## Task to carry out:
Extend the blog post below about evangelicals and the Pew Research Center poll, starting after its final sentence.

## Text passage:
Friday, September 16, 2022

The Real Problem For Evangelicals

Evangelicals are at the heart of the MAGA movement. They make a lot of noise. But they ignore the real problem they face. Lots of sheep are fleeing the flock. Jennifer Rubin writes:

White evangelical Christians dominate the MAGA movement. Fear of civilizational decline, dire warnings of an existential crisis and howls that religion is under “attack” form the basis of much of the MAGA ideology. And the apocalyptic language deployed by the right wing bears a striking resemblance to Christian end-times imagery.

But while conservative Christians love to blame the left, a new Pew Research Center poll shows that their problem is not secular elites.

Prominent right-wingers, including former attorney general William P. Barr and current Supreme Court Justice Samuel A. Alito Jr., cite growing secularism as a threat to our entire way of life. Barr (while still in office!) raged during a speech at the University of Notre Dame: “This is not decay. This is organized destruction. Secularists and their allies have marshaled all the forces of mass communication, popular culture, the entertainment industry, and academia in an unremitting assault on religion and traditional values.”

## Excerpted records:
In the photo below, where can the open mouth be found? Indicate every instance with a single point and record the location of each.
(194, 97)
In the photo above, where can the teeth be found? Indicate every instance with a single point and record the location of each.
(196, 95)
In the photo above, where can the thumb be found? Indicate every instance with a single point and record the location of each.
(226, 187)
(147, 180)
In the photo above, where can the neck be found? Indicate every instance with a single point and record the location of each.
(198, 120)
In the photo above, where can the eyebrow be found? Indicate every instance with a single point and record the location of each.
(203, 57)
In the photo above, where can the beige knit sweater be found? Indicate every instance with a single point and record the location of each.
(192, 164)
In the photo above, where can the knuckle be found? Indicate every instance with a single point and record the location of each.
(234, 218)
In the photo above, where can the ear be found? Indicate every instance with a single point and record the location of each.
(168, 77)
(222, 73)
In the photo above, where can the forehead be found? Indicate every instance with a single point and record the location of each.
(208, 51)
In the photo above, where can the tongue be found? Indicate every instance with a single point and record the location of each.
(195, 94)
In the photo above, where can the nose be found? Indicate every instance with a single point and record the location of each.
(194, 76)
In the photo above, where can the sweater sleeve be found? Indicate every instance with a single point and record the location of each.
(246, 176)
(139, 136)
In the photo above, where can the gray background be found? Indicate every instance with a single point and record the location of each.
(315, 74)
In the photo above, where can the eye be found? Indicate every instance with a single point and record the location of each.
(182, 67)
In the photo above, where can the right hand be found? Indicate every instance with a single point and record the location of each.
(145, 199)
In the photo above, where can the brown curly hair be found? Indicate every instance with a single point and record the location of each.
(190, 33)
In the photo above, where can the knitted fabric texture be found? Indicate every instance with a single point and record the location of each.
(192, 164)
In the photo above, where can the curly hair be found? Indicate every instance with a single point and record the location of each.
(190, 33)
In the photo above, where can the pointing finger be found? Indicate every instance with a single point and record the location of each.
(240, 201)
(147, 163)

## Answer to this problem:
Alito’s recent rant in Rome was not his first fiery tirade against an imagined assault on religion. Back in 2020, he thundered: “It pains me to say this but in certain quarters, religious liberty is fast becoming a disfavored right.” This summer he was at it again, denouncing “hostility to religion.”

While angry voices on the right rail against barbarians attacking religion from the outside, on the inside the pews are increasingly empty:

In fact, the church quite simply has failed to attract and retain believers. As Ron Brownstein explained last year in the Atlantic: “The claim that any Democratic victory will irrevocably reconfigure the nation taps into a deep fear among key components of the Republican coalition: that they will be eclipsed by the demographic and cultural changes that have made white people — especially white Christians — a steadily shrinking share of the population.”

That process is well underway. The Pew poll tracks the rapid decline of self-identified Christians: “The projections show Christians of all ages shrinking from 64% to between a little more than half (54%) and just above one-third (35%) of all Americans by 2070. Over that same period, ‘nones’ [those affiliated with no religion] would rise from the current 30% to somewhere between 34% and 52% of the U.S. population.”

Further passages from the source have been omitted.